'''
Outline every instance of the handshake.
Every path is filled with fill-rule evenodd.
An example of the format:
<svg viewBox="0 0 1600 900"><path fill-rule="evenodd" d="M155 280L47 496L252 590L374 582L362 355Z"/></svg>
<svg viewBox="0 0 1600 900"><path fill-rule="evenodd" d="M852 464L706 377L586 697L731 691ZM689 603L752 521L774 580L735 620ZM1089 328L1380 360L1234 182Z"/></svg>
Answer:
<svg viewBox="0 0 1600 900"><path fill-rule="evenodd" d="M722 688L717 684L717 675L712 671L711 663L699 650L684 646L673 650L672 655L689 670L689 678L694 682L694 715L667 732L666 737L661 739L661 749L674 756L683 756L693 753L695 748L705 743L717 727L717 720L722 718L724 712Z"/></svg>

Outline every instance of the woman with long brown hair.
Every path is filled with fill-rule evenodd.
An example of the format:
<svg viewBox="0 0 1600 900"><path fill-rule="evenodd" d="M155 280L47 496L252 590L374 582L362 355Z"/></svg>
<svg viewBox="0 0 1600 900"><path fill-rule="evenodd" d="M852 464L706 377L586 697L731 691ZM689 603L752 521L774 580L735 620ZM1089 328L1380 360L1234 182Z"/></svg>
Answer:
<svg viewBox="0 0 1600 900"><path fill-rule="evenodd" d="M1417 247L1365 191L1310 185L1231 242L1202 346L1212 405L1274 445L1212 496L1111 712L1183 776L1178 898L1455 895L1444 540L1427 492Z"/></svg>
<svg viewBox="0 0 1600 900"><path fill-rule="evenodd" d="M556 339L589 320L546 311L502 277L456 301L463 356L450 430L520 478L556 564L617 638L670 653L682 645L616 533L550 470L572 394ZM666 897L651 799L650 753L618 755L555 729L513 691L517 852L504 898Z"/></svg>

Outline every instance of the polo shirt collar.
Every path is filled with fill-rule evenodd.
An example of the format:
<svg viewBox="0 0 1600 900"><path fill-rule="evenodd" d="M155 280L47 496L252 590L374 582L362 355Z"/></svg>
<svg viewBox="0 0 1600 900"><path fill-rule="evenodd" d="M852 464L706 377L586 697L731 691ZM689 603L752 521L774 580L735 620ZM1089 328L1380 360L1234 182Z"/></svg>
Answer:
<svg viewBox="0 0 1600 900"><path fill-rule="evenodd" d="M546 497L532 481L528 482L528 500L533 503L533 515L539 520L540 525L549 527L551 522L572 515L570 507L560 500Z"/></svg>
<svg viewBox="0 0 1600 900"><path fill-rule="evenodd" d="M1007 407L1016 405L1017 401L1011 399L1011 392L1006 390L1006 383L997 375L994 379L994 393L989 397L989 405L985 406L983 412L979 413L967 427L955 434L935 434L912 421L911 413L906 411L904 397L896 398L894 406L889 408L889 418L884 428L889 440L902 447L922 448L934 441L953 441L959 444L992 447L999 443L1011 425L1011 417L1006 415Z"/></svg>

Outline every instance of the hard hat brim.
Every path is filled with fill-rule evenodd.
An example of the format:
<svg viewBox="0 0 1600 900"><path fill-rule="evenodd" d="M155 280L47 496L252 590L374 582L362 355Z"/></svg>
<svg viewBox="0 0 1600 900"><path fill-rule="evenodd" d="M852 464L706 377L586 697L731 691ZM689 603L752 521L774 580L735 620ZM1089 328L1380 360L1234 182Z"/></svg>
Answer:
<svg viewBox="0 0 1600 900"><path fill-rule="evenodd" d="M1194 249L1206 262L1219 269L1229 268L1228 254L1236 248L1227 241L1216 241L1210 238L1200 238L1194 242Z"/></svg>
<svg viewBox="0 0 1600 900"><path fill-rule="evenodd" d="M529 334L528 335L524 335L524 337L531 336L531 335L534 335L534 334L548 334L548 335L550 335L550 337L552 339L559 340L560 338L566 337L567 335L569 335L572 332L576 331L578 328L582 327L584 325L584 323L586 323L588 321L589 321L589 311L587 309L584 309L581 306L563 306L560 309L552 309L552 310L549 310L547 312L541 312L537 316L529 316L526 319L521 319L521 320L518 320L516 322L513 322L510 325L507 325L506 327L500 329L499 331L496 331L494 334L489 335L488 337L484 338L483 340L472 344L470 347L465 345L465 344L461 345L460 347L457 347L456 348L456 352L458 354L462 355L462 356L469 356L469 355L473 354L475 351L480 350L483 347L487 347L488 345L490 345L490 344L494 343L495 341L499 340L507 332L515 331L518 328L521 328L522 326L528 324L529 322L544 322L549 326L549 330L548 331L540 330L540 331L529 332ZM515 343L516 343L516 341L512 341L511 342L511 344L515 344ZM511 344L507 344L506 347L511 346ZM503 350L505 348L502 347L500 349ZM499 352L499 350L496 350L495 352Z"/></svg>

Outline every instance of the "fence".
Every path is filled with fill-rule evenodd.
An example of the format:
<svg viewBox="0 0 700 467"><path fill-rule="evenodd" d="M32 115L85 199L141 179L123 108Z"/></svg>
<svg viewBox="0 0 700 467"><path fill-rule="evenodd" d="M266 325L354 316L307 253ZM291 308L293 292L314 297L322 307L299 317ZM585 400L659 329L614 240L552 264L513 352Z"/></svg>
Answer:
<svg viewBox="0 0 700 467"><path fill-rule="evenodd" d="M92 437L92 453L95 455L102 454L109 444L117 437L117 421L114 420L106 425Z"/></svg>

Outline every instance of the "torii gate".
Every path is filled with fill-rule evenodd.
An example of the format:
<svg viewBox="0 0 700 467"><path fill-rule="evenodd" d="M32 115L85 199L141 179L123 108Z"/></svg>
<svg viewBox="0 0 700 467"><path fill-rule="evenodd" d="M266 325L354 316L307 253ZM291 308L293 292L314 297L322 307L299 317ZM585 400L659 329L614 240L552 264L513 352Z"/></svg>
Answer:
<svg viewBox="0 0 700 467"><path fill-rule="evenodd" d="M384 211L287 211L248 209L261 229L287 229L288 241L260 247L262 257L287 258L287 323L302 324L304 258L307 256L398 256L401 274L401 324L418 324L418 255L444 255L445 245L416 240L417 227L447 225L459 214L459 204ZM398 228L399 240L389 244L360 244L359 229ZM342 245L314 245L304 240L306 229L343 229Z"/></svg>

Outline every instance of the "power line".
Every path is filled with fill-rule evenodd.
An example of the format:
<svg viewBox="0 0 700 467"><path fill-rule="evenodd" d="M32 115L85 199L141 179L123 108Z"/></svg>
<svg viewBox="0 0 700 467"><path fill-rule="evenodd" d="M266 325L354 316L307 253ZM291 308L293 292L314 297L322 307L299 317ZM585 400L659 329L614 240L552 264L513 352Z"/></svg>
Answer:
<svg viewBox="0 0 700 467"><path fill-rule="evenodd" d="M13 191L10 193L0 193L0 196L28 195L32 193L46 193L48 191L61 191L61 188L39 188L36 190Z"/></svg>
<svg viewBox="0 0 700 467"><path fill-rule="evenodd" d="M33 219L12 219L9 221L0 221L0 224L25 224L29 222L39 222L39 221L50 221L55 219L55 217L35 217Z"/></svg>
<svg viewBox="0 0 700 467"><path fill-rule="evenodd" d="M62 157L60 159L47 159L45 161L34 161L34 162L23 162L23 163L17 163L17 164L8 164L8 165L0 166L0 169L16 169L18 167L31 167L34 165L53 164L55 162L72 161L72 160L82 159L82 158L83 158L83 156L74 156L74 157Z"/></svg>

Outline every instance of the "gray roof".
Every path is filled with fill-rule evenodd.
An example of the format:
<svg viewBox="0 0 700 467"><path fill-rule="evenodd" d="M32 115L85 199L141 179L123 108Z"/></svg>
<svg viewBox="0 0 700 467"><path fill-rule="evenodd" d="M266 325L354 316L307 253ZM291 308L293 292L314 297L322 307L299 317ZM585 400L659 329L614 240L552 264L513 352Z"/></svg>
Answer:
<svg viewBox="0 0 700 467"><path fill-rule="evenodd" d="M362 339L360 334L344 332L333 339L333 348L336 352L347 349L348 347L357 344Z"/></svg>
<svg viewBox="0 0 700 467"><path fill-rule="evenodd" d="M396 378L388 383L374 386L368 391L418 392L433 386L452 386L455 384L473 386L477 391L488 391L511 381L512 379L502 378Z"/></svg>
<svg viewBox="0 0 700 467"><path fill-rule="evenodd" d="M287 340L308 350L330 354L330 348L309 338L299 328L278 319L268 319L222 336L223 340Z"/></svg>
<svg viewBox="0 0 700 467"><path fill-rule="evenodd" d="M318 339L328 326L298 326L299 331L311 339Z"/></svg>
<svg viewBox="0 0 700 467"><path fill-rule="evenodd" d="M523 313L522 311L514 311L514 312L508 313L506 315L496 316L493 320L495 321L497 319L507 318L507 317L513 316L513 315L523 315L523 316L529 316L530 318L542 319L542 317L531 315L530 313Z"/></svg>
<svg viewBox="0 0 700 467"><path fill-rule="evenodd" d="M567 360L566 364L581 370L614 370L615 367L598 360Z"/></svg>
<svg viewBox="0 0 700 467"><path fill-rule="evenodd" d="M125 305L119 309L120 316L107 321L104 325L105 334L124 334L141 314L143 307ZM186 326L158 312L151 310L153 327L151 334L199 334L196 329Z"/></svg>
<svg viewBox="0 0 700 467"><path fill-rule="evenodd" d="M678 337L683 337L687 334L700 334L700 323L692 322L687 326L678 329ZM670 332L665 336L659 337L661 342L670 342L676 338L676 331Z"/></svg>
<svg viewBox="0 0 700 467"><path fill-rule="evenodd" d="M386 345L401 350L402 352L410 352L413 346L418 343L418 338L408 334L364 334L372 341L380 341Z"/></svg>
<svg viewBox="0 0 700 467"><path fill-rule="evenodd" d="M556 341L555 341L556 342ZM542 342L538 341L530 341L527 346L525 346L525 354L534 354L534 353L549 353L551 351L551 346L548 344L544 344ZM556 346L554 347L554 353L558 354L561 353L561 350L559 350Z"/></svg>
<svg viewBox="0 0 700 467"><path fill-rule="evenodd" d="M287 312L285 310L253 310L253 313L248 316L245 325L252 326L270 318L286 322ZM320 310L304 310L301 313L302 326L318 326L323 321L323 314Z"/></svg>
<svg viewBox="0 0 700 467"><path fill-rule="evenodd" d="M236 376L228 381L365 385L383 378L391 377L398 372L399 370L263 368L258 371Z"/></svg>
'''
ASSIGNMENT –
Wherever the string "Outline" appears in a line of the records, copy that line.

SOLUTION BELOW –
Outline every instance of the handshake.
Outline every instance of the woman with long brown hair.
Outline every instance of the polo shirt collar.
Outline every instance of the hard hat brim.
Outline every instance of the "fence".
Outline every instance of the "torii gate".
Outline every instance of the "power line".
Outline every instance of the "gray roof".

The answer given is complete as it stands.